● **Supplied data**
......

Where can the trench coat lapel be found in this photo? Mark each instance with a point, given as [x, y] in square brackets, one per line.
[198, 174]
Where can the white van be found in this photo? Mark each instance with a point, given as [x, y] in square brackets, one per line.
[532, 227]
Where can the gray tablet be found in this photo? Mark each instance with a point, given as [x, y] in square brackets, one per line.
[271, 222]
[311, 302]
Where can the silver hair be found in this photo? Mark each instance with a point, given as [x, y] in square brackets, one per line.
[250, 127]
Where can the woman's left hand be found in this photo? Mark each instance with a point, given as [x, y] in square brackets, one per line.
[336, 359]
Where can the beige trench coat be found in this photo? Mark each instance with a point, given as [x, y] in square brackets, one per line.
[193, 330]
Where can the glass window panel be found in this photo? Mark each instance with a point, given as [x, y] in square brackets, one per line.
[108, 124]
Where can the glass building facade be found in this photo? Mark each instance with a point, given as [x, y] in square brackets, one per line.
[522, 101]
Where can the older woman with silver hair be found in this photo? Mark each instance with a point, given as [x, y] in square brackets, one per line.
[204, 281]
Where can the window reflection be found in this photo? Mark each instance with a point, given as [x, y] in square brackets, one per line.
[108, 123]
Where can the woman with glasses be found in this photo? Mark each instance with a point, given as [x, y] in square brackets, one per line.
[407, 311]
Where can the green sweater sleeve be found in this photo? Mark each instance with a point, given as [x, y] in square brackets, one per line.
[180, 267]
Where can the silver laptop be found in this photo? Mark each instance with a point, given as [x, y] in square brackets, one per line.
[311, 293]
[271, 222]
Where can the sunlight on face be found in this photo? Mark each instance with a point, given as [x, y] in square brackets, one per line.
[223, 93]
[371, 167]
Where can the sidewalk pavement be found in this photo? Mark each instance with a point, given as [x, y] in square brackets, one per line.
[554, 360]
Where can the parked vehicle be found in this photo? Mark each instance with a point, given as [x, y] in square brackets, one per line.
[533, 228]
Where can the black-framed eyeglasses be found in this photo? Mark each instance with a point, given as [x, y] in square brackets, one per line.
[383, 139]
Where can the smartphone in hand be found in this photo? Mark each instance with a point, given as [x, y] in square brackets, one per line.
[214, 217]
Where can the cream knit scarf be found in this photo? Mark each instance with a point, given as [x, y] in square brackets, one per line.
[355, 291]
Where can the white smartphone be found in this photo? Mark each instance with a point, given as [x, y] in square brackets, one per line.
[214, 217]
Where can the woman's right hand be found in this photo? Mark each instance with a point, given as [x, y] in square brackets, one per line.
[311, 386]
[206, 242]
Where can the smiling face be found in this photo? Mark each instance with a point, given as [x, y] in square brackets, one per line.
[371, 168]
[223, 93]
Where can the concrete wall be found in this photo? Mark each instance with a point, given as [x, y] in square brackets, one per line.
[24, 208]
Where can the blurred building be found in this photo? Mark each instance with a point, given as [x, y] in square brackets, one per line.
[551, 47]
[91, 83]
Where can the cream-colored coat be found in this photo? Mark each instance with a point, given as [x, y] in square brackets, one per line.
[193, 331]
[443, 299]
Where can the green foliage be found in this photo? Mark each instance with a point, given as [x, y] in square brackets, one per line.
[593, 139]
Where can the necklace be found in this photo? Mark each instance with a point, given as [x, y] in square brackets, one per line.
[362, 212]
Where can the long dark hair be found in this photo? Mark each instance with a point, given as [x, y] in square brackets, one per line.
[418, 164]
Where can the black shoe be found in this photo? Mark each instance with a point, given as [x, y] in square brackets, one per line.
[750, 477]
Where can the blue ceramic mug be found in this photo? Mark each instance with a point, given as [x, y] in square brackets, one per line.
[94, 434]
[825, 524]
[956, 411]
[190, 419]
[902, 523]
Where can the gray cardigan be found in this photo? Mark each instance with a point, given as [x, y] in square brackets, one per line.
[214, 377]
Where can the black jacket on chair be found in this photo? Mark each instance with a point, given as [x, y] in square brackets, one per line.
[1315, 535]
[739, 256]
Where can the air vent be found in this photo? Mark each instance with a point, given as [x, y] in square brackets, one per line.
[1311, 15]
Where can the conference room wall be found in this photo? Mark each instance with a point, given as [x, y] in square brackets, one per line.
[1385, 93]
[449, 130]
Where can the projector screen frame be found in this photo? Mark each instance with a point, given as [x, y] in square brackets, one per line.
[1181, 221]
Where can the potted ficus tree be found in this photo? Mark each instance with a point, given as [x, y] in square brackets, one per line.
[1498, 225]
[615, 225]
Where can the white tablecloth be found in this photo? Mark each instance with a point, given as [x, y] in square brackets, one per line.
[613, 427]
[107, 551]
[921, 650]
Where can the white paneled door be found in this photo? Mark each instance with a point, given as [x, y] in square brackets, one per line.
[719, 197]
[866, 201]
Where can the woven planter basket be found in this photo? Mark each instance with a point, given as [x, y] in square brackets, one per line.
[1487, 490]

......

● **Directions**
Would you reproduce the material above exactly as it reads?

● **Solution below**
Where can the trench coat lapel be found in this photo? Mark each instance with a point, given as [x, y] in square brackets, one per line.
[198, 174]
Where can the white van be found in this photo? Mark each instance with a point, given as [x, y] in square brackets, one per line.
[532, 227]
Where can the gray tablet be found in this photo? Mark each instance with a point, given as [x, y] in square brackets, one per line.
[271, 222]
[311, 302]
Where can the silver hair be found in this photo? Mark each instance with a point, given as [x, y] in square brackets, one per line.
[250, 127]
Where can the woman's left hand be found in this photo? Mark each instance with a point, given as [x, y] in square brackets, one per line.
[336, 359]
Where can the beige trench coat be found in this photo? Mark each instance with a point, given as [x, y] in square brackets, one per line.
[193, 330]
Where can the glass window panel be found in this photo? Mark each instance with a point, given as [x, y] in square brackets, one per line.
[108, 124]
Where can the glass building facade be found in this photo? Mark each instance with a point, given as [x, y] in square brackets, one per line.
[522, 101]
Where can the older woman with silver hair be found in this photo? Mark each instance with a point, given as [x, y] in square brackets, one per line.
[204, 281]
Where can the window reflection be found in this photo? Mark each instance with a point, given as [x, y] in square brackets, one per line.
[108, 123]
Where can the woman with glasses be found in this photo? Mark each instance with a point, given as [x, y] in square brackets, one per line.
[407, 311]
Where can the green sweater sleeve be found in this photo? Mark each instance with a point, given as [x, y] in square brackets, one per line.
[180, 267]
Where can the silver laptop be found in this photo? Mark each instance with a point, given as [x, y] in square brackets, one per line.
[311, 293]
[271, 222]
Where can the sunlight on face be found in this photo? Mark each instance with a point, given as [x, y] in square brackets, one per line.
[223, 93]
[371, 167]
Where can the sidewalk pavement be found in this photo? Mark each instance with a point, given as [x, y] in square brackets, one per line.
[554, 360]
Where can the parked vehicle be found in this photo? Mark each instance with a point, given as [x, y] in square brackets, one per line.
[533, 228]
Where can the black-framed eyeglasses be found in this photo? Mark each instance with a point, given as [x, y] in square brackets, one per line.
[383, 139]
Where can the smartphone in hand be found in this photo? Mark each instance with a point, given as [x, y] in square brackets, one per line.
[214, 217]
Where can the cream knit scarf be found in this photo? Mark each instance with a point, given as [x, y] in square brackets, one per line.
[355, 291]
Where can the white smartphone be found in this photo? Mark each instance with a point, given as [x, y] in square brackets, one per line.
[214, 217]
Where can the woman's right hand be found in this photo? Mark each instance with a point, given as [x, y] in square brackets, one per line.
[311, 386]
[206, 242]
Where can the smiling face be found in this photo? Mark each instance with a point, given as [x, y] in square brackets, one per line.
[371, 168]
[223, 93]
Where can the concrete wall be found in this photo? Mark each instance with a point, given as [x, y] in square brackets, one per line.
[24, 208]
Where can the blurred building be found in this photo? Mark each instance with a point, given as [x, y] in square brackets, one per line.
[551, 47]
[91, 83]
Where can the cream-colored coat be found in this photo? Mark each instance with a point, given as [x, y] in square brackets, one per line.
[193, 331]
[443, 299]
Where can the green foliage be found in this photo? Mark each instance with a point, given as [x, y] in square brackets, one per line.
[593, 139]
Where can the necklace be found in this photo? Mark each instance with a point, given as [x, y] in square brackets, one per line.
[362, 212]
Where can the long dark hair be found in this photo? Mark each instance with a point, given as [x, y] in square brackets, one per line.
[418, 164]
Where can the black shoe be found in this photo? Mark each instance with a point, given as [x, y] in square brackets, one per line.
[750, 477]
Where can the blue ceramic mug be found in this photo? Mark each instance with a point, given as [x, y] in square brackets, one per line.
[94, 434]
[825, 524]
[956, 411]
[190, 419]
[902, 523]
Where can the gray cardigan be found in this photo? Mark each instance with a point, given as [x, y] in square brackets, one per line.
[214, 377]
Where can the black jacket on chair be found in this photo? Mark each instance with a point, given as [x, y] in square brackets, one per line.
[1315, 535]
[739, 256]
Where can the air vent be found in this photo? Mark each instance with a point, given as [x, y] in square brackets, one per line.
[1311, 15]
Where can the conference room wall be found in this photo? Mark each instance with a point, given as [x, y] in square brackets, one per line.
[1385, 93]
[449, 130]
Where can the projector screen frame be found in this photo? Mark each instance with a point, given as [x, y] in square brackets, one per line.
[1181, 221]
Where can the potted ficus tree be found in this photo? Mark each instance with a point, given as [x, y] in square brackets, one per line.
[1498, 225]
[615, 225]
Where can the white tablecloth be found in this photo? Mark each instance with a point, given as [x, y] in square brackets, one per line.
[613, 427]
[107, 551]
[921, 650]
Where can the white paneled door be found in this photo? Mark each instance with a point, given as [x, y] in square brackets, one per line.
[719, 197]
[866, 201]
Where can the woven planter basket be found in this photo? Mark each instance with a point, given as [x, y] in square brackets, one per line.
[1487, 490]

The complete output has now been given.